**EXTRAIT CHOISI**
Le culte de l’icône

Et pourquoi pas une rentrée futile ? Après tout, le monde est assez grave comme ça… et les Pokemons n’ont pas le monopole de la tendance conso. Cette année, ça va bouger grave dans le monde des sacs. Pas dans celui des it-bags, déjà un peu oubliés. Mais dans celui des sacs d’emballage. Les temps changent. Car Ikea a osé toucher à son iconique sac en plastique bleu. Celui qui sert à aller au lavomatic, à déménager, à partir en week-end ou en pique-nique. Ou encore de bâche pour le barbecue. A chacun d’inventer la vie qui va avec. Un sac qui totalise à lui seul plus de vies que tous les Dieux réunis.

**DONNÉES ENREGISTRÉES**

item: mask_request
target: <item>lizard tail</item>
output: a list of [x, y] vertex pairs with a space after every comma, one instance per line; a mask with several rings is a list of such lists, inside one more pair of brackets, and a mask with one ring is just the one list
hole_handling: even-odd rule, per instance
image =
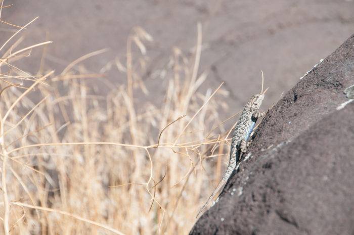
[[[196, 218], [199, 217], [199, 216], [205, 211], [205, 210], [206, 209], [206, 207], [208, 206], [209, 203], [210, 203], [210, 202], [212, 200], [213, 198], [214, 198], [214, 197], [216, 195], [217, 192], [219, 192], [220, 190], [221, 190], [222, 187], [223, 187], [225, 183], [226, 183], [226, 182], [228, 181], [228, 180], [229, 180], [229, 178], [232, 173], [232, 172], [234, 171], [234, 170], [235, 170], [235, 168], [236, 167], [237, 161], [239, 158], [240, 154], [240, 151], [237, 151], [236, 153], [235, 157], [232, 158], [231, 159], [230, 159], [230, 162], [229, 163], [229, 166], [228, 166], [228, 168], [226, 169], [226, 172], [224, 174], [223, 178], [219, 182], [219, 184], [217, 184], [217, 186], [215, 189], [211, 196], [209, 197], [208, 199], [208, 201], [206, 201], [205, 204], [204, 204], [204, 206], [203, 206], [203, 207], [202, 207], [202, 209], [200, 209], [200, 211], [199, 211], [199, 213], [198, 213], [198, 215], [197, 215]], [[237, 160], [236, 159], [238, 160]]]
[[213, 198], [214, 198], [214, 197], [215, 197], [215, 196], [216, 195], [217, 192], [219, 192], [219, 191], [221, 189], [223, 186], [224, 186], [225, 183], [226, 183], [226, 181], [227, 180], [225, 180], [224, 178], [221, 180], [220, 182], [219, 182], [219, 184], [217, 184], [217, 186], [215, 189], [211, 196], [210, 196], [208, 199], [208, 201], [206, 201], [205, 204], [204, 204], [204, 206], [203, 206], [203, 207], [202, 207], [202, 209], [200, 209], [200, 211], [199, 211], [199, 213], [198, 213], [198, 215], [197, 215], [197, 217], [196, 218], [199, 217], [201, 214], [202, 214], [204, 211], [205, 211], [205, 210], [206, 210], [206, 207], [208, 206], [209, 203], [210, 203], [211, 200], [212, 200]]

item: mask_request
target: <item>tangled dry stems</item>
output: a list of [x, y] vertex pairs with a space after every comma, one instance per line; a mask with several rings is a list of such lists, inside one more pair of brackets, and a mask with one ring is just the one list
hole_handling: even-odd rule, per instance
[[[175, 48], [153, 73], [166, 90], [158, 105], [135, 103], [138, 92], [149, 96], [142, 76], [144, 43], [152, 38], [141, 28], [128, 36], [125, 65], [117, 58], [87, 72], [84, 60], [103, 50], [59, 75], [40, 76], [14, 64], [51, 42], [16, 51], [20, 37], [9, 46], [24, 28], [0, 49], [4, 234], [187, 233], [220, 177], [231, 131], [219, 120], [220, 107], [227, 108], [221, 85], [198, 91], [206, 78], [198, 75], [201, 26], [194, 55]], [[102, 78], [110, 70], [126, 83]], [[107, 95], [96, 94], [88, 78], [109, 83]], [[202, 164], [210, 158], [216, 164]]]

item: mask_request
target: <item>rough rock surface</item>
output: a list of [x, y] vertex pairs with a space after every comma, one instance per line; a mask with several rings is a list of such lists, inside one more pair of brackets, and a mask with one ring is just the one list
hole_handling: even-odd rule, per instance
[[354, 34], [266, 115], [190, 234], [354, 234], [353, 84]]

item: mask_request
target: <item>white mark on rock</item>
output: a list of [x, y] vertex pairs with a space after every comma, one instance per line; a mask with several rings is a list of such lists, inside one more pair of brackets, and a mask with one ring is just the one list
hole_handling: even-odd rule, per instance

--

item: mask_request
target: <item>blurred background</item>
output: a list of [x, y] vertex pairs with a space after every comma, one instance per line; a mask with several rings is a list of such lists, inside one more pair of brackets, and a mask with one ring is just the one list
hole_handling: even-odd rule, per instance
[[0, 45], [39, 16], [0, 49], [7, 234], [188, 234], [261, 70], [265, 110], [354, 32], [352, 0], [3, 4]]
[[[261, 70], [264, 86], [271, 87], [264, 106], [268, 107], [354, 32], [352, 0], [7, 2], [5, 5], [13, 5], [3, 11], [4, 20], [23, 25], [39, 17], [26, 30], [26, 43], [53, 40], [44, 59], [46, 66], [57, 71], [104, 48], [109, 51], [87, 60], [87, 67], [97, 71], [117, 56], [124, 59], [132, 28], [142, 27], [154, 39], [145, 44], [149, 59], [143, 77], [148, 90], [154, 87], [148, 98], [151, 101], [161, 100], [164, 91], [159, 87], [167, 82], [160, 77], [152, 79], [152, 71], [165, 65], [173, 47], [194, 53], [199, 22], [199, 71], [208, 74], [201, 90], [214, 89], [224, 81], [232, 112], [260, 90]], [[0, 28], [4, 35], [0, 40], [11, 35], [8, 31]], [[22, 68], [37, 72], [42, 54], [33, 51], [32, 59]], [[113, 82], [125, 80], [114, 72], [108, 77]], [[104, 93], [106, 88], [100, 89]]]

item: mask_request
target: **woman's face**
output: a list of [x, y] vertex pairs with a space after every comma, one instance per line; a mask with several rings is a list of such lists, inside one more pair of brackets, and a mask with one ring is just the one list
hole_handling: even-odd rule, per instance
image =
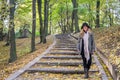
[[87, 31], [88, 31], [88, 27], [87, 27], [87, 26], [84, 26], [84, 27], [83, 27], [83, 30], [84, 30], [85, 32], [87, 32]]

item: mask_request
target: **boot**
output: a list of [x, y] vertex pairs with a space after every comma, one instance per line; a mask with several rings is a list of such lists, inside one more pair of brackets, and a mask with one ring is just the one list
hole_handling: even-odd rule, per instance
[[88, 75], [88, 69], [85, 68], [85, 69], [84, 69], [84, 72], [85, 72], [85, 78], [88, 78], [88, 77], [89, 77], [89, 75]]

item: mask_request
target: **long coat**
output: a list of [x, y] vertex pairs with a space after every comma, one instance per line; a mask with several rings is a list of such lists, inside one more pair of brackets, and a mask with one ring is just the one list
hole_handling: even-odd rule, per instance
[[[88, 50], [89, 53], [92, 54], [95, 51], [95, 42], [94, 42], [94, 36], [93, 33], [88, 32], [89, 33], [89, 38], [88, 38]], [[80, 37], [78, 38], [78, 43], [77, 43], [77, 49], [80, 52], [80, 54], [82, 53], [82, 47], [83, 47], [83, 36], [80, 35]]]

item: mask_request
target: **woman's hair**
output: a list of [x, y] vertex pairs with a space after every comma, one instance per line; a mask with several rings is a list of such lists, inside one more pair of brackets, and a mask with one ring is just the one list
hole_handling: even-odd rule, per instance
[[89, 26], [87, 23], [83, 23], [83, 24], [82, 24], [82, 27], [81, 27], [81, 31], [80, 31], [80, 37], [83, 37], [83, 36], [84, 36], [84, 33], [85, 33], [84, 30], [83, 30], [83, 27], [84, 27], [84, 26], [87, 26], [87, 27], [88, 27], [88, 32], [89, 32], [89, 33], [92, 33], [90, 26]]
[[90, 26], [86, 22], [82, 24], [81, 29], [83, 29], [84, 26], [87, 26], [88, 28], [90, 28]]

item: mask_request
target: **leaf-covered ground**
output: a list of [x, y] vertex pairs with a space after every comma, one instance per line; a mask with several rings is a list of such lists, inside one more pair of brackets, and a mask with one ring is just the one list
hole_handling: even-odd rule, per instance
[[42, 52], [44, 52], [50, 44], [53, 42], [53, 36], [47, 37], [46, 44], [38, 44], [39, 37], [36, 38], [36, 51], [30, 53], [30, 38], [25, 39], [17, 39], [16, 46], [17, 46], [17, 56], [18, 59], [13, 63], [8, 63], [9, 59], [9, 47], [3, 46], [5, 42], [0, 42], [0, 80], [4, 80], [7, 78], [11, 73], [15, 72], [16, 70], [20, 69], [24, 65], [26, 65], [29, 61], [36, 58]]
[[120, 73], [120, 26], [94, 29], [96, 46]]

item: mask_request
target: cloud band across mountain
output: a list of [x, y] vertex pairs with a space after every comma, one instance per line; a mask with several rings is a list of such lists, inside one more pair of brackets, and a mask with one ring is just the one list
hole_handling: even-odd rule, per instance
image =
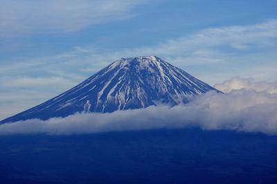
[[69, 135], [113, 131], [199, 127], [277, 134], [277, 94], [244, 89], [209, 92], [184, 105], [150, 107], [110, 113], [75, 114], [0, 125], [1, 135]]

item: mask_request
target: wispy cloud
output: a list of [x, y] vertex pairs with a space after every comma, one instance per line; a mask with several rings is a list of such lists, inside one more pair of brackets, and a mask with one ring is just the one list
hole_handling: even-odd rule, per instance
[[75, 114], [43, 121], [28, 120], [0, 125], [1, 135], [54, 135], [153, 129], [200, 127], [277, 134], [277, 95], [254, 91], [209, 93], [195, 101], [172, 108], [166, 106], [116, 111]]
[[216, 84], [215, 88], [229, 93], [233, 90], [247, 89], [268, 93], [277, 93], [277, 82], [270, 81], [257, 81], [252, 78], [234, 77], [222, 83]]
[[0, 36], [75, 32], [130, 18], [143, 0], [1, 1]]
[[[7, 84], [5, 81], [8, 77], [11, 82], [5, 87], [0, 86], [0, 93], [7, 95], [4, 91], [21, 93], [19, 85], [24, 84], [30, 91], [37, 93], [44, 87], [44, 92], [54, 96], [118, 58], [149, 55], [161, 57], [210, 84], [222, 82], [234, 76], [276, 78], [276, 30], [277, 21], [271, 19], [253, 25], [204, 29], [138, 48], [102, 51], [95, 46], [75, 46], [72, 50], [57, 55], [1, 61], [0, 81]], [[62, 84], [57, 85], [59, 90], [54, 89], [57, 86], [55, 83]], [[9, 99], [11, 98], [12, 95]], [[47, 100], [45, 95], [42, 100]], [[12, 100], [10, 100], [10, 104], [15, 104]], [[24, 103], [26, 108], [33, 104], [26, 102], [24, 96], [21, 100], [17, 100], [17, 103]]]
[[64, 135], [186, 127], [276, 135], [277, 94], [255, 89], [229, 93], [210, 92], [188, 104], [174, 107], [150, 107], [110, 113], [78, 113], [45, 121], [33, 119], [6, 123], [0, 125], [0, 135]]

==

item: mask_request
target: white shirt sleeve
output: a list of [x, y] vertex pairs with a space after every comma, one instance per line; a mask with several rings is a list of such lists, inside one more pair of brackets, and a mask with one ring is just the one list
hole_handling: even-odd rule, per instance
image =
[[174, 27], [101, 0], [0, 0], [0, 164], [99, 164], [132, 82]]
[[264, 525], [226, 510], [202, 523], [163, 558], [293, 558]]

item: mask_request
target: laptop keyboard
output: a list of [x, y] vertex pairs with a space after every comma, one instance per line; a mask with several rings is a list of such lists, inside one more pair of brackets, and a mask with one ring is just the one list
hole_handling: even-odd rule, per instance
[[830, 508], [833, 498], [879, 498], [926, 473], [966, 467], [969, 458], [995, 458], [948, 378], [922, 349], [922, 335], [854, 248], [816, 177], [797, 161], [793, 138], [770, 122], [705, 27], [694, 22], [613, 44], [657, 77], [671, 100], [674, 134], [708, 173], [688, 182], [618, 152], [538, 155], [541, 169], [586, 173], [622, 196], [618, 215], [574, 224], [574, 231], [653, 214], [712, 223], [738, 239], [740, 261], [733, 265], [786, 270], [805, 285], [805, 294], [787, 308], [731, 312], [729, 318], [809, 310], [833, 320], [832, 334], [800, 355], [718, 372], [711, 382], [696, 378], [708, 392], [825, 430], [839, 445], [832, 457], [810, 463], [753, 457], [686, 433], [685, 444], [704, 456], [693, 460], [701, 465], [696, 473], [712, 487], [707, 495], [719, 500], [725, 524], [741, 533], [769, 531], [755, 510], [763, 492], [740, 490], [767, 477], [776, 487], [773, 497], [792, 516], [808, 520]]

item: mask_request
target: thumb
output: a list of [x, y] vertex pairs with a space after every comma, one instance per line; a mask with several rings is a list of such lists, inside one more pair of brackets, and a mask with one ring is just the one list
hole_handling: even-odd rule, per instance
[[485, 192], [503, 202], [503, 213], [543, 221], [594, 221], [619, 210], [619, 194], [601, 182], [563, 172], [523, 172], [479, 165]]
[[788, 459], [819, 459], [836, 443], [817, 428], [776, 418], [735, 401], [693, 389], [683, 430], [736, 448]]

**ACTIONS DEMANDÉES**
(A) Énumérez tous les usages du sac en plastique bleu d'Ikea que mentionne l'extrait.
(B) D'après l'extrait, quels sacs sont décrits comme déjà un peu oubliés ?
(C) Recopiez, s'il vous plaît, le passage de l'extrait commençant à « Le culte de » et se terminant à « les Dieux réunis. ».
Ces données forment un ensemble à part, indépendant de l'extrait.

**CORRIGÉ DES TÂCHES**
(A)
- Aller au lavomatic
- Déménager
- Partir en week-end
- Partir en pique-nique
- Servir de bâche pour le barbecue

(B) Les it-bags.

(C)
Le culte de l’icône

Et pourquoi pas une rentrée futile ? Après tout, le monde est assez grave comme ça… et les Pokemons n’ont pas le monopole de la tendance conso. Cette année, ça va bouger grave dans le monde des sacs. Pas dans celui des it-bags, déjà un peu oubliés. Mais dans celui des sacs d’emballage. Les temps changent. Car Ikea a osé toucher à son iconique sac en plastique bleu. Celui qui sert à aller au lavomatic, à déménager, à partir en week-end ou en pique-nique. Ou encore de bâche pour le barbecue. A chacun d’inventer la vie qui va avec. Un sac qui totalise à lui seul plus de vies que tous les Dieux réunis.